§ Conjunto de tarefas
1: Responda sobre o texto a respeito de Suzano e do caso Marielle:
(a) Que conselho Trump dá aos professores, segundo o texto?
(b) Quais territórios das milícias foram visitados para o programa de TV sobre o tema?
(c) Onde foi detectado o telefone de Ronnie Lessa?
2: Retome o texto sobre Suzano e o caso Marielle a partir do ponto em que ele termina.

Os dois fatos da semana no Brasil, o massacre de Suzano e a prisão dos matadores de Marielle Franco, inspiram posições firmes. Mas, vistos de perto, são na verdade uma espécie de areia movediça. Na verdade, a imagem que tenho é de um nevoeiro. Como tantas coisas na vida, precisamos navegar nele com cuidado, pois não temos ainda a visão completa da cena.

No caso de Suzano, falou-se na influência dos games? Mas temos poucas pesquisas nesse campo, e não indicam isto até agora. Bullying? Também se fala muito, mas cravar que a causa é bullying, de certa forma, é culpar as vítimas.

Assim como nos Estados Unidos, certamente haverá um debate sobre controle de armas. E os argumentos aqui parecem os de Trump, que aconselha aos professores uma arma de fogo.

O momento ainda é de velar os mortos e buscar o maior número de informações sobre os atiradores. O que se pode obter também, como nos Estados Unidos, é uma espécie de perfil dos criminosos e um inventário de traços comuns entre eles.

O caso Marielle também é um nevoeiro. Fiz um programa de TV sobre o tema, fui ao território das milícias em Gardênia Azul e Rio das Pedras. Confiava no caminho do delegado Giniton Lages, embora não o tenha entrevistado. Conheci Giniton como delegado de Homicídios na Baixada. Eu trabalhava num programa sobre a série de assassinatos de vereadores do interior, mortes que escaparam do radar da grande imprensa.

Alguns foram mortos pelas milícias, depois de serem eleitos por elas. Giniton parecia um conhecedor da ação e das táticas milicianas. Enquanto o visitei, ele conseguiu desmontar um grupo que roubava a Petrobras, não com propinas e superfaturamento, mas na veia: desviava o petróleo dos dutos para vendê-lo na Baixada.

Acontece que, no meio do caso Marielle, Raul Jungmann denunciou que as investigações estavam sendo bloqueadas. Raquel Dodge se mexeu, a própria Polícia Federal decidiu investigar as próprias apuracões da polícia do Rio.

Não pretendo ver muito no nevoeiro. Mas a grande esperança que tinha era no trabalho tecnológico. Por mais planejado que fosse o crime, dificilmente conseguiria despistar a teia de câmeras e o exame da rede telefônica naquele lugar, naquelas horas.

A verdade é que mesmo esse detalhe foi pensado por eles. Compraram um aparelho para neutralizar essas pesquisas que dependem do cruzamento de dados. Mas não funcionou. O telefone de Ronnie Lessa foi detectado dentro do Cobalt no cenário do crime.

Isso pode ser uma ajuda no nevoeiro. Fala-se em delação premiada dos criminosos. Não creio. Confio no mesmo difícil caminho de cruzar ligações, vasculhar contas bancárias, detectar relações comerciais. Ronnie tinha casas caras, carros e barco. A delação premiada, nesse caso, é a lei do menor esforço.

§ Segmento de dados
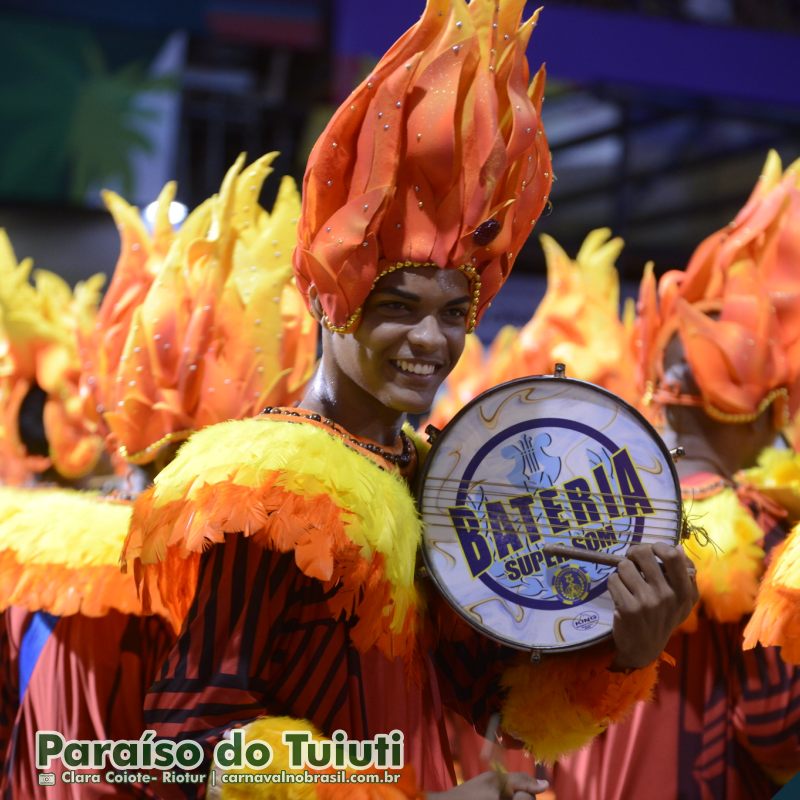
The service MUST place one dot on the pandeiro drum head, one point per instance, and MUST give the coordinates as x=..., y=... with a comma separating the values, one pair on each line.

§ Respostas por tarefa
1:
(a) Ter uma arma de fogo.
(b) Gardênia Azul e Rio das Pedras.
(c) Dentro do Cobalt, no cenário do crime.

2:
Certamente, existem muitas escaramuças para tornar o nevoeiro mais denso, inclusive a plantação de falsas testemunhas. O ideal seria preservar o caminho tecnológico dessas sabotagens internas.

Será preciso desvendar em toda a sua extensão o chamado Escritório do Crime. Não creio que a fórmula seja decisiva para evitar os assassinatos mercenários. Mas pelo menos joga esse tipo de crime numa fase anterior e desorganizada, reduz sua capacidade.

O atirador Ronnie Lessa morava no mesmo condomínio do presidente Bolsonaro. A promotora afirmou que isto é irrelevante, pois não temos controle sobre a vizinhança. Acho indiscutível esse argumento. Vizinhos são vizinhos. Mas, do ponto de vista da segurança institucional, é preciso mais curiosidade sobre os vizinhos de um presidente que já foi vítima de atentado.

Ronnie é um grande matador, passou por explosões, tiroteios, tinha explosivos na sua casa e importou 117 fuzis, que valem em torno de US$ 1 milhão.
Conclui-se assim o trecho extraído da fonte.